• Text shown

◇ ◇ ◇ ◇ ◇ ◇ ◇

The imbalance between the formation and reabsorption of bone associated with aging contributes to a reduction in bone mineral density (BMD). Understanding the factors related to this reduction is important for the care of the elderly, considering that bone fragility enhances the risk of falls, fractures, morbidity and mortality. To analyze the association between BMD and age, comorbidities, body mass index (BMI), fat and muscle mass, and to identify the profile of the body composition related to a higher BMD in the elderly.
Cross-sectional study with 99 elderly women (≥65 years) in Campinas-SP, Brazil, recruited in the clinical environment and the community. The evaluation protocol included age, disease, BMI, bone mass, fat mass and lean mass. The statistical analyses included the Spearman, Kruskal-Wallis and post-hoc Dunn tests (p<0.05).
There was a negative association between BMD and age (r=-0.48) and a positive association with disease (r=0.21), BMI (r=0.66), fat (r=0.66) and muscle (r=0.62). According to the analysis of body composition profiles, the group with a higher BMD was characterized by elderly with greater muscle and fat masses (p<0.001).
The interrelationship of lean and fat in determining BMD was verified. These data are preventive and diagnostic relevant for the identification of the elderly who are vulnerable to bone changes and suggest the need for the development of preventive measures, diagnostic tests and treatments with a focus on body composition.

◇ ◇ ◇ ◇ ◇ ◇ ◇

• Entries shown
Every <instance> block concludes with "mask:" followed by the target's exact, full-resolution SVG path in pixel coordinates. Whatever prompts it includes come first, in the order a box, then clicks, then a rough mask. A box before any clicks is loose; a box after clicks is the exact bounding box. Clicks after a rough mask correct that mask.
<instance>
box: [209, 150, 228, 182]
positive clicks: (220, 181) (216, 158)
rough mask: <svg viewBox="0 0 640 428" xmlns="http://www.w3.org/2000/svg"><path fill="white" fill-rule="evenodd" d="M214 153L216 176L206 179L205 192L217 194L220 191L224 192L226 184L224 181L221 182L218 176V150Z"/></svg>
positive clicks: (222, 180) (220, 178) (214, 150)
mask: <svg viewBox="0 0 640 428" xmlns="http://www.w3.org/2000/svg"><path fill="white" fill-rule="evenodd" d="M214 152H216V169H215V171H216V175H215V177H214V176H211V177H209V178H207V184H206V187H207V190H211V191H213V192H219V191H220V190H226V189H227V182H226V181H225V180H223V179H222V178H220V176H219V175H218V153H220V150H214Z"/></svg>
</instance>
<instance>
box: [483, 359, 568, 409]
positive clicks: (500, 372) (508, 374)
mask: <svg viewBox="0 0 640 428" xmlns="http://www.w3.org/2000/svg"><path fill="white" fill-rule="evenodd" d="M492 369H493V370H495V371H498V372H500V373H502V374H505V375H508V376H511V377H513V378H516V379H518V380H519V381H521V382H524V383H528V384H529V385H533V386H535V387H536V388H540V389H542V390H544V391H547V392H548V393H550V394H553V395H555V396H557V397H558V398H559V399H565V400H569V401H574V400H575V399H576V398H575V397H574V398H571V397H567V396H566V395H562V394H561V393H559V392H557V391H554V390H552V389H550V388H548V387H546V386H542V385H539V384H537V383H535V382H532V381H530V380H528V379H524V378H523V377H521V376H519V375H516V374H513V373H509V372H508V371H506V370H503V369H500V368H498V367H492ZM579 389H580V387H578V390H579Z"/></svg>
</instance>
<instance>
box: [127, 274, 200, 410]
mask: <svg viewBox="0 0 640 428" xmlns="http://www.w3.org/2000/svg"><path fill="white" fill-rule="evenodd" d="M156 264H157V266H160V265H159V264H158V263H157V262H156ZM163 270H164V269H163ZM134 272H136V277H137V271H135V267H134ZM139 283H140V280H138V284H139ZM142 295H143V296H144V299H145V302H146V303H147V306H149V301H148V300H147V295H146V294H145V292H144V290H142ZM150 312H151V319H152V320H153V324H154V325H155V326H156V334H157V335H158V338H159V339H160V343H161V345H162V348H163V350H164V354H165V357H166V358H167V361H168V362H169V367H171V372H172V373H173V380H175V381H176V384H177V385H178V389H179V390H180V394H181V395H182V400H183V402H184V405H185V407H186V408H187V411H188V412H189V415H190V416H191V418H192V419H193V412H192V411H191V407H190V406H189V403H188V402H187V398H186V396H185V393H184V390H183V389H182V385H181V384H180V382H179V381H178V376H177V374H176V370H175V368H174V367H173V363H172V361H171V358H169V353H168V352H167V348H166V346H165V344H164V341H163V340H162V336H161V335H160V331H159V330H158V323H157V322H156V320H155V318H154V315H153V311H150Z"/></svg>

◇ ◇ ◇ ◇ ◇ ◇ ◇

• Tasks to perform
**1.** In the abstract on bone mineral density in elderly women, how many women were included in the study?
**2.** From the abstract on bone mineral density in elderly women, extract the passage starting with "The imbalance between" and going on through "Dunn tests (p<0.05).".

• Responses
**1.** 99 elderly women, aged 65 years or older.

**2.**
The imbalance between the formation and reabsorption of bone associated with aging contributes to a reduction in bone mineral density (BMD). Understanding the factors related to this reduction is important for the care of the elderly, considering that bone fragility enhances the risk of falls, fractures, morbidity and mortality. To analyze the association between BMD and age, comorbidities, body mass index (BMI), fat and muscle mass, and to identify the profile of the body composition related to a higher BMD in the elderly.
Cross-sectional study with 99 elderly women (≥65 years) in Campinas-SP, Brazil, recruited in the clinical environment and the community. The evaluation protocol included age, disease, BMI, bone mass, fat mass and lean mass. The statistical analyses included the Spearman, Kruskal-Wallis and post-hoc Dunn tests (p<0.05).